By: Mrs Leora Bednarsh

At the end of Parshat Eikev, as part of Moshe's speech to the people of Israel on the eve of their entry into the Promised Land, he compares the Land of Israel to the Egypt:

“For the land to which you are coming, to possess it - it not like the land of Egypt, from which you came out, where you sowed your seeds and watered with your foot, like a vegetable garden. The land to which you are passing over to inherit it is a land of mountains and valleys; it drinks the water of the rain from heaven. It is a land which Hashem your God cares for; the eyes of Hashem your God are always upon it, from the beginning of the year to the end of the year."

Which land comes off sounding better in this comparison? On the one hand, the vegetable garden sounds pretty nice. But can it be that on the eve of entering the land, Moshe would praise Egypt and denigrate Canaan? Rashi goes out of his way to prove that it must be that these verses are meant to highlight the benefits of Israel. He explains that a vegetable garden is used here not to describe and idyllic lush place but rather to emphasize how thirsty the land of Egypt is, that rain would not suffice to irrigate it but rather you had to wake early in the morning and toil, to bring water by foot from the Nile to your outlying fields. In Canaan, however, you can sleep late, and Hashem will do the work for you, literally bringing the water to your doorstep.

[Location labeling records]
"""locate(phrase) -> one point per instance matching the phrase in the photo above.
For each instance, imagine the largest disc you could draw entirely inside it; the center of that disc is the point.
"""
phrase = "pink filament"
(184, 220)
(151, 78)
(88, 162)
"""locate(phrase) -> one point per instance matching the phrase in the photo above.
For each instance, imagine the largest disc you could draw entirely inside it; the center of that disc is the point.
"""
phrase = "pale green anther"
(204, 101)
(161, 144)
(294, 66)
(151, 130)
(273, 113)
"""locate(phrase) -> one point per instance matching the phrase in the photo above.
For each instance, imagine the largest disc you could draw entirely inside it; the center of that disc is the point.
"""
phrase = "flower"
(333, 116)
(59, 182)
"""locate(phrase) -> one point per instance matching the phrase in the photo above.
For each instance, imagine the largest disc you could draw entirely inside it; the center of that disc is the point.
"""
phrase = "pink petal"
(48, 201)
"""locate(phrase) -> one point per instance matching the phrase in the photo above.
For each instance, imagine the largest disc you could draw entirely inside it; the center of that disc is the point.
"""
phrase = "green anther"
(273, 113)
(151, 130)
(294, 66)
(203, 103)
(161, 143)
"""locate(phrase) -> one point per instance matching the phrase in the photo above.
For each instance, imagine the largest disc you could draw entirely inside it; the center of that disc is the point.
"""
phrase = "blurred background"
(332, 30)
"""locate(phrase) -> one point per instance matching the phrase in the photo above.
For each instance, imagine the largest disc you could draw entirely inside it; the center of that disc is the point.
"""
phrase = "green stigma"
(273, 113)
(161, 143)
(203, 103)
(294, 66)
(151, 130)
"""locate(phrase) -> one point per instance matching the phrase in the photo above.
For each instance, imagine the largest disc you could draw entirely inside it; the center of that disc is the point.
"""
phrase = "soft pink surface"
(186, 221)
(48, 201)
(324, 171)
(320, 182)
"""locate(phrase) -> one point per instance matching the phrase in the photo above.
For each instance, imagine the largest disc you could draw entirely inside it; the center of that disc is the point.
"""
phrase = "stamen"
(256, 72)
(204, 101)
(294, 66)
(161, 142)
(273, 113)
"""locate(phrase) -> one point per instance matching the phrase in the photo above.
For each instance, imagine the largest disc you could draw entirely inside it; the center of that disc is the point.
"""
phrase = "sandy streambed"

» **TO DO**:
In the Parshat Eikev passage, the quoted verse first says the land the people are entering is not like Egypt. List each statement that follows about that land.

» **EXERCISE OUTPUT**:
- It is a land of mountains and valleys.
- It drinks the water of the rain from heaven.
- It is a land which Hashem your God cares for.
- The eyes of Hashem your God are always upon it, from the beginning of the year to the end of the year.